======== PAGE EXCERPT ========

As a nutritionist specialising in addiction and behaviour change, if I were to put on finger on one little thing everyone could do to get through their day better,"wholer" (feeling more whole and less torn apart), it would be practicing the art of "self regulation".
Self regulation is the fine art of tuning in and giving yourself a moment to regulate and unwind or de-stress. It's like pushing a reset button on your brain and noticing: "Hey, I'm alive, that was unpleasant, though I'm going to be ok, and once I take a moment to regroup I will be able to get myself through this."
It's common knowledge stress is at the centre of a lot of disease, discomfort or disillusionment, and most of us are acutely aware of a barrage or daily hassles and stressors that knock us off our path or get in the way of our best intentions.
There are many consequences to stress, physiologically and neurologically. There are cognitive, emotional, psychological, behavioural and relationship consequences associated with a stressed brain. Stress changes the way we interact with the world, see the world and ourselves and the way we make decisions.

========

EXERCISE INSTRUCTIONS —
**a.** Answer these from the piece on self regulation:
(i) What does the writer specialize in as a nutritionist?
(ii) What does the piece compare self regulation to?
(iii) What does stress change, according to the last paragraph?
**b.** Continue the piece on self regulation, picking up after its final sentence.

======== ENTRIES SHOWN ========

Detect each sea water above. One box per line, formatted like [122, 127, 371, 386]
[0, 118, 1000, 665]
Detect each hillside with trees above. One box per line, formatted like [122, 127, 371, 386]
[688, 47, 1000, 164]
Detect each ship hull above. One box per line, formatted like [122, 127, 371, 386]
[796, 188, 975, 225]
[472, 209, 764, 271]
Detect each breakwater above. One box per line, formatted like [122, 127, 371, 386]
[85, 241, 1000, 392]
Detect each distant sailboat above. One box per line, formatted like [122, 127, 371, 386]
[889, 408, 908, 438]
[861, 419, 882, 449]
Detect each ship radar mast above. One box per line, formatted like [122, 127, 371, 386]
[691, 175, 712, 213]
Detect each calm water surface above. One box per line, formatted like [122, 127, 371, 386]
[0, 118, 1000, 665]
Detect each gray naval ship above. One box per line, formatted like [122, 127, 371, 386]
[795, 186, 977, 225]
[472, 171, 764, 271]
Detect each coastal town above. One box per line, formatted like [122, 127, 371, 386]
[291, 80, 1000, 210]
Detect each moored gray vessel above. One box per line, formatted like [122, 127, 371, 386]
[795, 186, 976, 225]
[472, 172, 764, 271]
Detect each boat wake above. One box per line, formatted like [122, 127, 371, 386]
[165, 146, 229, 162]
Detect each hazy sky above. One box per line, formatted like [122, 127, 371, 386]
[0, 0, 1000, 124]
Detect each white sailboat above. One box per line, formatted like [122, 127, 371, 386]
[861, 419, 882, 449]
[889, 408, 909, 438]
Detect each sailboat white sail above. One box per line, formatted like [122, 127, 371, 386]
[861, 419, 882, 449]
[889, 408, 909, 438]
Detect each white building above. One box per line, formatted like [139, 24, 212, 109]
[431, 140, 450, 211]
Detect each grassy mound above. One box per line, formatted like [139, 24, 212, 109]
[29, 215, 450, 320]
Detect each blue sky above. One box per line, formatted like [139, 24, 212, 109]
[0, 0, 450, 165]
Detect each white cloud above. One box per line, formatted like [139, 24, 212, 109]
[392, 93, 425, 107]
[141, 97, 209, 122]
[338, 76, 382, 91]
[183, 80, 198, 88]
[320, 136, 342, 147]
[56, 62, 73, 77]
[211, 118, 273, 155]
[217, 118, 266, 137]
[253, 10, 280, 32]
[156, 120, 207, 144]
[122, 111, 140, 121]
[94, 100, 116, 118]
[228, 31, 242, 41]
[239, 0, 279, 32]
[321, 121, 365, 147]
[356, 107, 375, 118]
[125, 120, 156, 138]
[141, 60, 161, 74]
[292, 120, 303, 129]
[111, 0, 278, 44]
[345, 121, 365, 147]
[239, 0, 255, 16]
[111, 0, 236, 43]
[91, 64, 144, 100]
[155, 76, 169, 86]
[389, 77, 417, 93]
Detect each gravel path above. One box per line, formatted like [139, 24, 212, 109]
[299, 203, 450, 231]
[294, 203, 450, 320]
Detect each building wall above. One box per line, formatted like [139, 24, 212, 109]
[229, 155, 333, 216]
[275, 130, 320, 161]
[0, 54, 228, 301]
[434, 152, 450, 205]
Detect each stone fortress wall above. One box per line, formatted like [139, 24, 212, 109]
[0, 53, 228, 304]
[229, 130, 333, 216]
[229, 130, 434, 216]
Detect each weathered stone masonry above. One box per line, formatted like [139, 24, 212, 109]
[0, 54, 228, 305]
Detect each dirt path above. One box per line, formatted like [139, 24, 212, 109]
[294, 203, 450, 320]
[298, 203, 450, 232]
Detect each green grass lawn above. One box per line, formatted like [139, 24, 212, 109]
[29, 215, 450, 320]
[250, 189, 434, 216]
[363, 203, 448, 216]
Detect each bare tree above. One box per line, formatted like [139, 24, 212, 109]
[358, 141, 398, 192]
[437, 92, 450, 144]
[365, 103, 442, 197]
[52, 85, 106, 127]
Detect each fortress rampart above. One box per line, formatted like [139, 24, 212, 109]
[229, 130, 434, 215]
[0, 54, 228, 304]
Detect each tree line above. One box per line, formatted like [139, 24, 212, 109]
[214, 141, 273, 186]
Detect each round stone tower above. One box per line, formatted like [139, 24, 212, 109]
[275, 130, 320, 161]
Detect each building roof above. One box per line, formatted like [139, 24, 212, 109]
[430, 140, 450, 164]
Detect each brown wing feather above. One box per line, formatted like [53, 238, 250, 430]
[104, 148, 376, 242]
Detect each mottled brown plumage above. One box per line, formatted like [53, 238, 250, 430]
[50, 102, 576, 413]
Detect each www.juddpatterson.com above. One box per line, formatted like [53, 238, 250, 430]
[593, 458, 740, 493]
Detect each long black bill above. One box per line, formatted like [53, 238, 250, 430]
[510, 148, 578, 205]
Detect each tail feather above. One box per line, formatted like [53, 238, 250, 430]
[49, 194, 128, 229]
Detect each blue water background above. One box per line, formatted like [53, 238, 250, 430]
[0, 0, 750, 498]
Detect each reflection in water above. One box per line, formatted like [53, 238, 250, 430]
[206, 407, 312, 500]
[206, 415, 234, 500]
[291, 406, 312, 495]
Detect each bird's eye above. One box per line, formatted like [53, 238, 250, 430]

========

RESULTS OF THE EXERCISE —
**a.**
(i) Addiction and behavior change.
(ii) Pushing a reset button on your brain.
(iii) The way we interact with the world, the way we see the world and ourselves, and the way we make decisions.

**b.**
Yet very few people create the time throughout their day to reset themselves after feeling stressed, and like a silent assassin it creeps up on us in the most disturbing way.
How do we self regulate?
Take a moment.
Now before you say "mindfulness", it is, and it isn't. While mindfulness is one way to calm yourself, for anyone who is truly in the throws of a stress melt down, they will not be able to go there easily without self regulating first.
1. Stop, take a deep breath in, count to 4, exhale for 6 and then check in.
2. Ask yourself "How am I feeling?" Then lable a feeling.
3. Acknowledge the feeling. "Yip, for who I am and what's going on right now, I can understand why I am having this feeling."
Why it works: When you are stressed, your limbic system (emotional centre of your brain and information filter) is flagging that you are under threat. We are emotional beings, that's the way we are wired, but when we feeling stressed or threatened and emotion is high, logic is low. When you are stressed or under a "limbic hijack" it makes it really difficult to access or use your pre-frontal cortex for decisions. You start thinking with a different part of your brain, instead, autopilot and quick decisions concerned with saving your life or trying to change how you feel (changing state) are the primary motive. The act of "labelling" sends attention and resources to your pre-frontal cortex, the "thinking reasonable rational" part of your brain best at making good decisions. This basically allows you to get perspective, and "think again".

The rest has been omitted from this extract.